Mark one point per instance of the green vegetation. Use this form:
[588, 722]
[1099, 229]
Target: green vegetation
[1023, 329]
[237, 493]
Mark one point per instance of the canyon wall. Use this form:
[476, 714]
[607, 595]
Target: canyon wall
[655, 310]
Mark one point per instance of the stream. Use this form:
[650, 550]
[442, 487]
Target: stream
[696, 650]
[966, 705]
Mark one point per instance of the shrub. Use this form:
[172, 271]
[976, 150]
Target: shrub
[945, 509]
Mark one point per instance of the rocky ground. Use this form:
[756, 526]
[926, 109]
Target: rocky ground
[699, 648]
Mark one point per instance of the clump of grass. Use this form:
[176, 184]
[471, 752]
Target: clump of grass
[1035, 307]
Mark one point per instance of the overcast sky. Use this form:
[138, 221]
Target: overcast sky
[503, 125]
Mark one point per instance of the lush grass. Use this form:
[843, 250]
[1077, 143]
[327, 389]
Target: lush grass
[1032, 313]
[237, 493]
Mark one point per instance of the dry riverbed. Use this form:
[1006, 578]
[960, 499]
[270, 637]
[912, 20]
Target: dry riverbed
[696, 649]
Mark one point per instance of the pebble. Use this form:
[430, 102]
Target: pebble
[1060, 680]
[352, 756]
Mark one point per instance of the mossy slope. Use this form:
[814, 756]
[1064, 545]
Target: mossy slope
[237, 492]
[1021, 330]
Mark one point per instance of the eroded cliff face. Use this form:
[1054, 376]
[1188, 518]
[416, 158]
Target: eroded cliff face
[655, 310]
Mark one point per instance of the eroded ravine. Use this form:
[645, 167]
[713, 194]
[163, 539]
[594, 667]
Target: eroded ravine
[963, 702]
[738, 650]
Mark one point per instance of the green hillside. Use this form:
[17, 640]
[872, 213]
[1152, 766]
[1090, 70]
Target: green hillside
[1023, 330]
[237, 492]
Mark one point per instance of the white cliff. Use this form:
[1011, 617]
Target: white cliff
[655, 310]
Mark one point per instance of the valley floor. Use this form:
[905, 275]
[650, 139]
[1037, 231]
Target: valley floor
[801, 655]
...
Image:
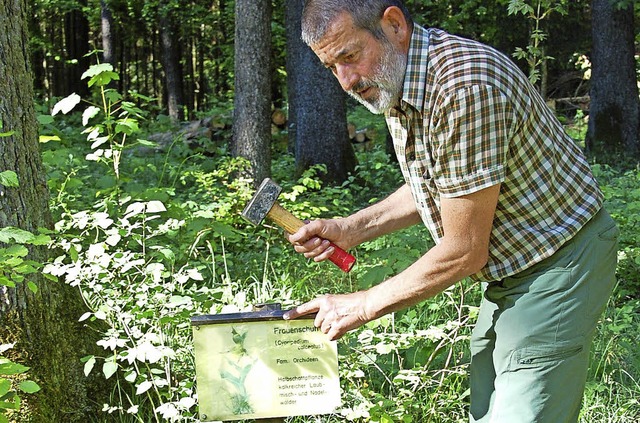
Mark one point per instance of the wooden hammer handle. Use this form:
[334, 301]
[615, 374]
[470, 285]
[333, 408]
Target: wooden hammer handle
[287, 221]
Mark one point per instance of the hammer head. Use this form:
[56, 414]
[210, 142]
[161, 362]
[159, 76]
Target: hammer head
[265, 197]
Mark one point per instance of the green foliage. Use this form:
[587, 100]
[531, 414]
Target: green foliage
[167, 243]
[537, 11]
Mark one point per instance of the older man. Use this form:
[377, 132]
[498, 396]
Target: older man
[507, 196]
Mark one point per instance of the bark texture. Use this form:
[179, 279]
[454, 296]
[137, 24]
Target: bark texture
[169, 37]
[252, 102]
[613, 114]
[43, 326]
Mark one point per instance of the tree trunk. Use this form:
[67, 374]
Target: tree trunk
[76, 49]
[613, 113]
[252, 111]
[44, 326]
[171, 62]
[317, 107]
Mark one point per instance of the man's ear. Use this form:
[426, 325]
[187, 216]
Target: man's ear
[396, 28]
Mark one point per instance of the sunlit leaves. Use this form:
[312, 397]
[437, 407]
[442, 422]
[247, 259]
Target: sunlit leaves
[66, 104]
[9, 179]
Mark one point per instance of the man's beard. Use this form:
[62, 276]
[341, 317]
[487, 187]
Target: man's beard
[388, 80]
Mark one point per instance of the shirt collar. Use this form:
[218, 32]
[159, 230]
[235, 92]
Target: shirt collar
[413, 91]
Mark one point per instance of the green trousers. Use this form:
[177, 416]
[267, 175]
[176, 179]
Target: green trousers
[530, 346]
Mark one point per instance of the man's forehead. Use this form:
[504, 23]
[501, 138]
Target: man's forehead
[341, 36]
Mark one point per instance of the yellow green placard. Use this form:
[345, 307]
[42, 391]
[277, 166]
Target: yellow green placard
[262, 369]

- Activity
Using the records above, write out exactly the lines between the one holding "[1006, 578]" and the one holding "[1064, 545]", inclusive; leave everything else out.

- Answer box
[1006, 578]
[960, 499]
[270, 637]
[912, 20]
Target: dry riverbed
[696, 649]
Mark one point per instance of the pebble. Use this form:
[430, 102]
Target: pebble
[1060, 680]
[352, 756]
Mark one point per instance of the mossy slope. Use this form:
[814, 756]
[1064, 545]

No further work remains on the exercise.